» **Your task**
Return every entry in full, with no alterations.

» **Records supplied**
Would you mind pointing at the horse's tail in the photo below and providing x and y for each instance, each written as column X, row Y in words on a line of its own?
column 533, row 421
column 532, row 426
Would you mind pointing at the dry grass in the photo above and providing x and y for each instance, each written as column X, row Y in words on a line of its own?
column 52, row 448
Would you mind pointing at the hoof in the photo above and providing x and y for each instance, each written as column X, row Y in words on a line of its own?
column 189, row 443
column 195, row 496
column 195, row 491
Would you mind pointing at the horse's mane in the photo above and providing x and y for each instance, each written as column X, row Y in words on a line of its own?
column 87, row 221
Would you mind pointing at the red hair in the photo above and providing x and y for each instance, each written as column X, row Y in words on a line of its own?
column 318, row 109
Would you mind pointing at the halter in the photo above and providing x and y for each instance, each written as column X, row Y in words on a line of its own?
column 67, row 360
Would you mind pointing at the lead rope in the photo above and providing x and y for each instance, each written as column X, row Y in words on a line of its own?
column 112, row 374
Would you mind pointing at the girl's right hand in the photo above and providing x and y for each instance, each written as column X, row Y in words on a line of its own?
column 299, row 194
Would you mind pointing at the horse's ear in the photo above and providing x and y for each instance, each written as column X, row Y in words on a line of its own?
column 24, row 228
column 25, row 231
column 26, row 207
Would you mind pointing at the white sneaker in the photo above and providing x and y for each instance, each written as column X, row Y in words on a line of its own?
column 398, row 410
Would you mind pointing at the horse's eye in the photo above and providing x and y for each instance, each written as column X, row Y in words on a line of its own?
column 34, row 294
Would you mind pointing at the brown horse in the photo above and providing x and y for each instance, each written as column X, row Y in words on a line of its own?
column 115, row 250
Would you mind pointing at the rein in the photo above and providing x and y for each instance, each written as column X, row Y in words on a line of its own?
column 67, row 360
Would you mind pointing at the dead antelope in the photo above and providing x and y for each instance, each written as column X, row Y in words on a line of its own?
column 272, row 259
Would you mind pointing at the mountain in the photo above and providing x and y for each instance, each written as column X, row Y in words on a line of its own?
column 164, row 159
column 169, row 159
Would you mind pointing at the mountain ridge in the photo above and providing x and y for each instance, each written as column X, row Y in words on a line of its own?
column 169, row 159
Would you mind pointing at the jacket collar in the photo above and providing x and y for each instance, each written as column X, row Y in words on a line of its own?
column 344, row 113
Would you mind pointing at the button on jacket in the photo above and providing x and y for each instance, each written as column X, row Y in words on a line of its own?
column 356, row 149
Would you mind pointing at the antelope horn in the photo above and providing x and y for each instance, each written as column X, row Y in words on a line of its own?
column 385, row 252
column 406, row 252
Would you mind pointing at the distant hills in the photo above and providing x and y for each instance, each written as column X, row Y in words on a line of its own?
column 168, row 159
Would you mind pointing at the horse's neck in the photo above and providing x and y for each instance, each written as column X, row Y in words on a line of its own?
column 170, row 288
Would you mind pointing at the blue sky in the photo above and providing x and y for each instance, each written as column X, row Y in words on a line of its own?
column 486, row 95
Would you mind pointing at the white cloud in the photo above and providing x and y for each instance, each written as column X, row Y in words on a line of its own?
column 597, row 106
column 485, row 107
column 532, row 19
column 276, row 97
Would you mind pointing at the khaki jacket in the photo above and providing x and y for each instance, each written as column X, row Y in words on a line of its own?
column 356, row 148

» **Result for this task**
Would you mind pointing at the horse's tail in the photo below and providing x and y for each instance, each written as column X, row Y in words on a line of its own?
column 533, row 421
column 532, row 426
Would you mind pointing at the dry grass in the photo above and providing x and y for each instance, each written as column X, row Y in words on a line of its own?
column 52, row 448
Would you mind pointing at the hoof in the photo above and providing x and y for each instance, each written as column X, row Y in words on a line of its own?
column 189, row 443
column 195, row 496
column 195, row 491
Would you mind pointing at the horse's mane in the photo above and providing x and y for each instance, each written as column X, row Y in words on a line of its own?
column 87, row 221
Would you mind pointing at the red hair in the photo above and providing x and y for each instance, each written as column X, row Y in words on a line of its own?
column 318, row 109
Would you mind pointing at the halter in the photo above and providing x and y for each instance, each written as column X, row Y in words on a line of its own?
column 67, row 360
Would you mind pointing at the lead rope in the photo above and providing x and y for each instance, each written as column X, row Y in words on a line of its own?
column 112, row 374
Would you mind pointing at the girl's right hand in the photo above and providing x and y for each instance, each written as column X, row Y in words on a line of its own?
column 299, row 194
Would you mind pointing at the horse's ear in the photo above and providing x and y for each instance, each written as column X, row Y in words on a line of its own?
column 24, row 228
column 25, row 231
column 26, row 207
Would you mind pointing at the white sneaker in the photo above and providing x and y for each instance, each written as column X, row Y in words on a line of its own?
column 398, row 410
Would you mind pointing at the horse's eye in the photo above and providing x and y for each instance, each written as column X, row Y in words on a line of its own?
column 34, row 294
Would you mind pointing at the brown horse in the photo above and providing x and y for each instance, each written as column X, row Y in words on a line of its own?
column 115, row 250
Would you mind pointing at the rein in the photo above and providing x and y for each instance, each written as column X, row Y in words on a line of its own?
column 67, row 360
Would you mind pointing at the dead antelope in the photo above and providing x and y for each instance, each written as column X, row Y in words on a line of its own?
column 272, row 259
Would you mind pointing at the mountain in the photo above and providing x and y for each instance, each written as column X, row Y in words on a line of its own?
column 164, row 159
column 169, row 159
Would you mind pointing at the mountain ridge in the photo above and providing x and y for each instance, each written as column X, row Y in words on a line of its own?
column 169, row 159
Would you mind pointing at the jacket collar in the photo above and providing x and y for each instance, each written as column X, row Y in words on a line of its own?
column 344, row 113
Would you mind pointing at the button on jacket in the photo above and providing x and y for each instance, each written as column X, row Y in words on a line of its own?
column 356, row 149
Would you mind pointing at the antelope horn in the photo above and providing x and y for each instance, each written as column X, row Y in words on a line of its own?
column 385, row 252
column 406, row 252
Would you mind pointing at the distant hills in the photo above and providing x and y for each instance, each written as column X, row Y in words on a line of its own?
column 168, row 159
Would you mind pointing at the horse's neck in the photo above and providing x and y for each instance, each written as column X, row Y in words on a line of its own?
column 170, row 288
Would you mind pointing at the blue sky in the photo above and providing x and y for each instance, each written as column X, row Y in words on a line of its own?
column 486, row 95
Would you mind pointing at the white cloud in the photo above and providing x and y for each instance, each written as column X, row Y in words on a line of its own?
column 597, row 106
column 485, row 107
column 532, row 19
column 276, row 97
Would you mind pointing at the khaki jacket in the photo above and providing x and y for each instance, each written as column X, row Y in words on a line of its own?
column 356, row 148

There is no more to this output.